[Point labeling examples]
##############################
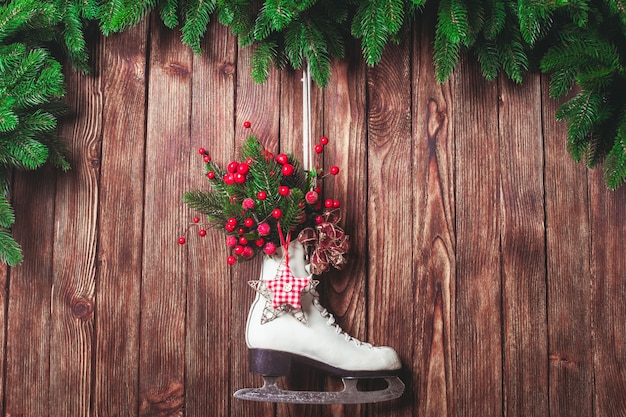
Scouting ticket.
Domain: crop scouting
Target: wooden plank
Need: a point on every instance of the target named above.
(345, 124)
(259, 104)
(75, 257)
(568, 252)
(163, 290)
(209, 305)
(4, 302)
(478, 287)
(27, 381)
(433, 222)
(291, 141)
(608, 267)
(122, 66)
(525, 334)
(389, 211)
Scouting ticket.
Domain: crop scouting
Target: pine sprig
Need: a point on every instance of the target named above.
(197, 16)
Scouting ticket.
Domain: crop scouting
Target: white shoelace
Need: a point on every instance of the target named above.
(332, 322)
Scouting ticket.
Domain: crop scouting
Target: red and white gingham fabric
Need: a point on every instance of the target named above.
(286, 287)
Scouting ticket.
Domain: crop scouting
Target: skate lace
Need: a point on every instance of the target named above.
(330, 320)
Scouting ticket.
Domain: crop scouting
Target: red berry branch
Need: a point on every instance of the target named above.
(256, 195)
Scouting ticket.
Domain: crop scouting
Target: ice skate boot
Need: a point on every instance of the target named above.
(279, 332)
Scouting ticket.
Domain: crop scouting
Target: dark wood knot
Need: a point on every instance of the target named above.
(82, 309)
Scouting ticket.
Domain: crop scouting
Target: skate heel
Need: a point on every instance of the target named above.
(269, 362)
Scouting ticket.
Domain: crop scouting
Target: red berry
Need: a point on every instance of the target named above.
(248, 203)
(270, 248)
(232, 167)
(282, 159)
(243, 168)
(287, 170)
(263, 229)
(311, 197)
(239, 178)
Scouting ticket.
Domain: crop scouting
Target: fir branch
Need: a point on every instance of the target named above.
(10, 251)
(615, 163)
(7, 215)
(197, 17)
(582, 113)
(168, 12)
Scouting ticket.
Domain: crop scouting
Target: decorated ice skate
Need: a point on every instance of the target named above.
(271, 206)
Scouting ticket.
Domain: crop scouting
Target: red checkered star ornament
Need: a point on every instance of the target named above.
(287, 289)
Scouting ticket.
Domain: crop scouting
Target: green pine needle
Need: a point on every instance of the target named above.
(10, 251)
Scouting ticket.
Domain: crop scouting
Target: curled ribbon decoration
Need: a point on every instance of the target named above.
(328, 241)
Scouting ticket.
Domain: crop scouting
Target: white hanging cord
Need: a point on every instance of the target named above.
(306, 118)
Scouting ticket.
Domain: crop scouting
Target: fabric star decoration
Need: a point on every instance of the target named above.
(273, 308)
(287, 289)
##############################
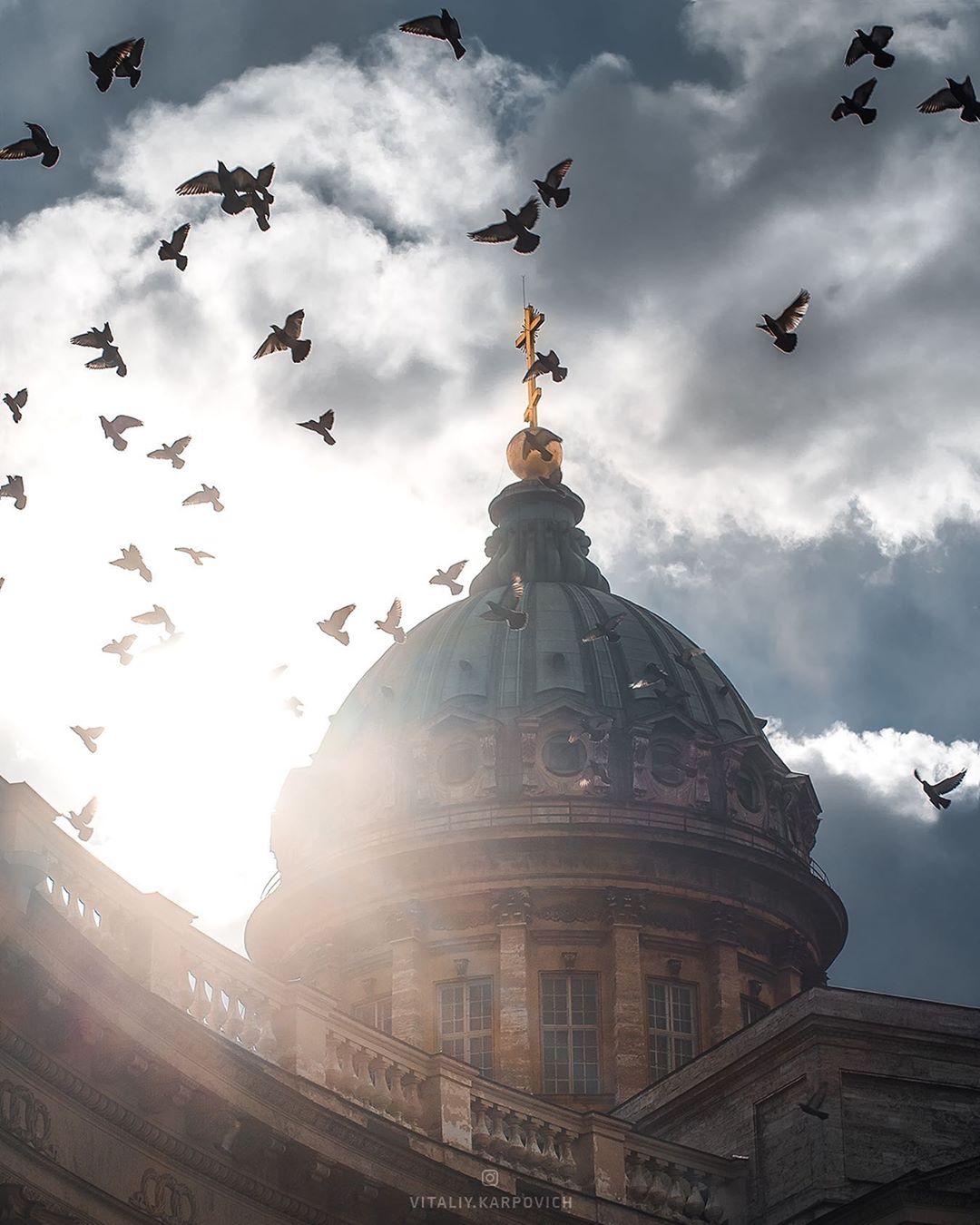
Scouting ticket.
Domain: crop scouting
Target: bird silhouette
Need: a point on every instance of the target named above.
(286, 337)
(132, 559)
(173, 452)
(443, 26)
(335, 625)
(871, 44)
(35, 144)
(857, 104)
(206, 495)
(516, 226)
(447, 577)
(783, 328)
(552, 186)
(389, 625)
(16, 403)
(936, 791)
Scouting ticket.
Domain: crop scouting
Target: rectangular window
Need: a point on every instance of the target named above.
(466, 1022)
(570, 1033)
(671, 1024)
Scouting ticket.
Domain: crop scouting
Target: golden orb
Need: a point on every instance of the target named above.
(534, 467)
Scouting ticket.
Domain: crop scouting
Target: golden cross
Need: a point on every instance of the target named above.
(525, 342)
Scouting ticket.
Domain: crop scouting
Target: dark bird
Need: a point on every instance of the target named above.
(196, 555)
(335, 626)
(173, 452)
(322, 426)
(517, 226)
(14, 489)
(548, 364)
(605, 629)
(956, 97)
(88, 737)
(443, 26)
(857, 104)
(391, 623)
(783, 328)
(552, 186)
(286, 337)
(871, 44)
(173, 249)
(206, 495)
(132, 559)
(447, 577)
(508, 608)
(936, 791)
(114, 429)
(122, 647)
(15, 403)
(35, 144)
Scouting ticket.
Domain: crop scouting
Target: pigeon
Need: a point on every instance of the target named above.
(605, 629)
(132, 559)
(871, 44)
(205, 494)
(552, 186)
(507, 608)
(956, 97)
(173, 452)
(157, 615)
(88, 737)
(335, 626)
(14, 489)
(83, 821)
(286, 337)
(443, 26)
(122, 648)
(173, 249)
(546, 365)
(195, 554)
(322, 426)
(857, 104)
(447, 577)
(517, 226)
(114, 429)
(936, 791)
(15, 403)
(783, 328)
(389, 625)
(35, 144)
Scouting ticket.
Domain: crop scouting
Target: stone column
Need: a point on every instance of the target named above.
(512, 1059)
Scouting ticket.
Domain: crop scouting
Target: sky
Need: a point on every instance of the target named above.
##############################
> **PROBLEM DETAILS**
Pull out every line of the listing above that contains the word "golden", and copy each one unchanged.

> **FULL OUTPUT**
Target: golden orb
Target: golden cross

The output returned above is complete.